Quantos andam aqui?

sexta-feira, 30 de abril de 2010

Por que te ris? Não sei. Porque me quero rir. Mas lá fora chove. Não quero saber. Rio-me. Rio-me. Sinto-me rodopiar para fora de mim, sinto-me sair de mim ao rir tanto. Mas lá fora há desgraças. Não sei. Neste momento estou comigo. Estou no meu mundo. Tudo me parece motivo para rir. Por que te ris? Já te disse que não sei. Mas por que te ris? Porque sou uma criança. Mas por que te ris? Porque as crianças são felizes? Mas por que te ris? Porque sou feliz. Mas lá fora há um mundo a sofrer. Eu sei. Mas rio-me. Preciso de me rir. Preciso de sair de mim. Saio de mim. Vejo-me a planar por cima de mim, por cima de ti. Vejo-me a rir perante todas as situações. Vejo-me mudar de cores, vejo-me aberta, vejo-me clara, transparente, feliz, simples. Por que te ris?

Porque sou eu.

quinta-feira, 29 de abril de 2010

Solidão...
Assim se sentia.
Embora rodeada de barulho, de luzes, de pessoas, de animação, de tecnologia, encontrava-se verdadeiramente só.
Sentia-se numa encruzilhada negra, com caminhos desconhecido à sua frente, sem bússula, vendada, surda, tendo-se apenas a si própria como companhia.
Todo o barulho do mundo que a rodeava não suplantava o silêncio negro que a consumia por dentro.
Era o nada. O nada total e absoluto, e não o nada do qual tudo brota.
Seca, vazia, ressequida, um invólucro quebradiço, de casca de ovo.
Não sabia para onde se dirigir, tudo era tão denso, tudo era tão escuro, para lado nenhum que olhasse encontrava a mais pequena réstia de luz. Tinha os olhos vendados, os ouvidos tapados, as mãos cobertas de pesadas luvas que não a deixavam tactear nada.
Solidão...
Apenas ela se acompanhava.
Apenas podia escutar o coração, a única voz que nem o silêncio forçado dos ouvidos poderia alguma vez calar.
Solidão...
Não via, nem sentia, os amigos, a família, os dias, as noites. Nada sentia.
Estava vazia, totalmente vazia, a sua essência há muito que se esfumara na eterna busca de quem era. Já não era ninguém.
Sem ver, sem cheirar, sem sentir, sem ouvir.
Apenas guiada por uma voz interior, que a fazia seguir por trilhos que ninguém mais compreendia, que ninguém mais entendia. Trilhos que a magoavam, que a feriam, que feriam quem a rodeava.

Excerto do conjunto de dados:
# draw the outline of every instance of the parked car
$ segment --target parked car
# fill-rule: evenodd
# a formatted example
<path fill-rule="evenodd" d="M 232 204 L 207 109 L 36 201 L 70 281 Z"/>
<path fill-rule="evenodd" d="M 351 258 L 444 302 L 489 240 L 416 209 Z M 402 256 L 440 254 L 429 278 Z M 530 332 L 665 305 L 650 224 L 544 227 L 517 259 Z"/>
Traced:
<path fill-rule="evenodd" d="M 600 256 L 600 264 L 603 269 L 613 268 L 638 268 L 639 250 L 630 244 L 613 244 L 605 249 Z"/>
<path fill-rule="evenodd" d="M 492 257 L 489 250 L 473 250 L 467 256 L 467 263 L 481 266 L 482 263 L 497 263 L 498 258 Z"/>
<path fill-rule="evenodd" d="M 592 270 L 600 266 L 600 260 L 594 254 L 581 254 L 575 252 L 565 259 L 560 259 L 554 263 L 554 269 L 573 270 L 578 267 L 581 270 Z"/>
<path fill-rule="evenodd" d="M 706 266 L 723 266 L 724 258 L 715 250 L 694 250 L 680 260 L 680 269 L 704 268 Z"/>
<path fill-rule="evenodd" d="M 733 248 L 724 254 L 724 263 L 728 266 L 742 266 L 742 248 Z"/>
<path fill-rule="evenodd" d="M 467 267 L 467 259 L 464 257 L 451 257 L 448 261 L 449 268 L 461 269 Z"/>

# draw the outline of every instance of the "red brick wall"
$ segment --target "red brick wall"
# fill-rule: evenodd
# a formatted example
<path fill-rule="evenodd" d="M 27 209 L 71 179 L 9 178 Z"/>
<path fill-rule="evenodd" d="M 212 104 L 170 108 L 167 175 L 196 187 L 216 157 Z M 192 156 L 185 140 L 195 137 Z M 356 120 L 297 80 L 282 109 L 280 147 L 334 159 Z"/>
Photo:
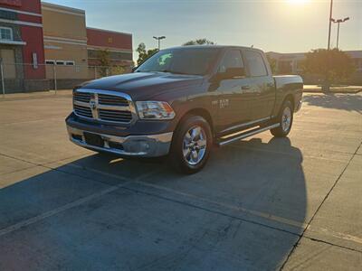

# Tarefas e exercícios:
1 > Transcreva do texto de leitura o trecho que vai de "Embora rodeada de" até "deixavam tactear nada.".
2 > Com base no texto de leitura, explique por que razão a personagem da entrada de 29 de abril não sabia para onde se dirigir.
3 > Dê continuidade ao texto de leitura, redigindo a parte seguinte a partir da última frase apresentada.

# Respostas por ordem:
1 >
Embora rodeada de barulho, de luzes, de pessoas, de animação, de tecnologia, encontrava-se verdadeiramente só.
Sentia-se numa encruzilhada negra, com caminhos desconhecido à sua frente, sem bússula, vendada, surda, tendo-se apenas a si própria como companhia.
Todo o barulho do mundo que a rodeava não suplantava o silêncio negro que a consumia por dentro.
Era o nada. O nada total e absoluto, e não o nada do qual tudo brota.
Seca, vazia, ressequida, um invólucro quebradiço, de casca de ovo.
Não sabia para onde se dirigir, tudo era tão denso, tudo era tão escuro, para lado nenhum que olhasse encontrava a mais pequena réstia de luz. Tinha os olhos vendados, os ouvidos tapados, as mãos cobertas de pesadas luvas que não a deixavam tactear nada.

2 > Não sabia para onde se dirigir porque tudo era denso e escuro, e para nenhum lado que olhasse encontrava a mais pequena réstia de luz. Tinha ainda os olhos vendados, os ouvidos tapados e as mãos cobertas de pesadas luvas que não a deixavam tactear nada.

3 >
Mas trilhos que ela sabia, sem que alguém lho tivesse dito, porque era surda ao Mundo, que tinha que seguir.
Trilhos que doíam, que cortavam, que dilaceravam, mas que a enforteciam.
Sabia que quando chegasse ao seu final, encontraria a audição perdida, a visão que a abandonara, voltaria a sentir, voltaria a cheirar, voltaria a viver.
Até lá, sofria em silêncio essa solidão que não a abandonava, que a fazia ter medo a cada momento de dar um passo em falso, que a sufocava, que a fazia tremer sem saber por que finos fios caminhava, sempre receosa de cair num abismo do qual sabia ser incapaz de se levantar por não ver, não cheirar, não sentir, não ouvir.
Era a solidão total, completa e absoluta. De que lhe servia todo o Mundo de cenário, se era incapaz de o apreciar?...

Para a Fábrica de Letras, "Abismo"

quinta-feira, 15 de abril de 2010

Troveja, lá fora.
Aqui estou quente, confortável, tapada, morna.
Lá fora, o vento uiva, os trovões ribombam, a chuva fustiga a janela.
Insensivelmente, quisera eu estar lá fora.
Sentir essas grossas pingas de água baterem-me na cara.
Lavarem-me.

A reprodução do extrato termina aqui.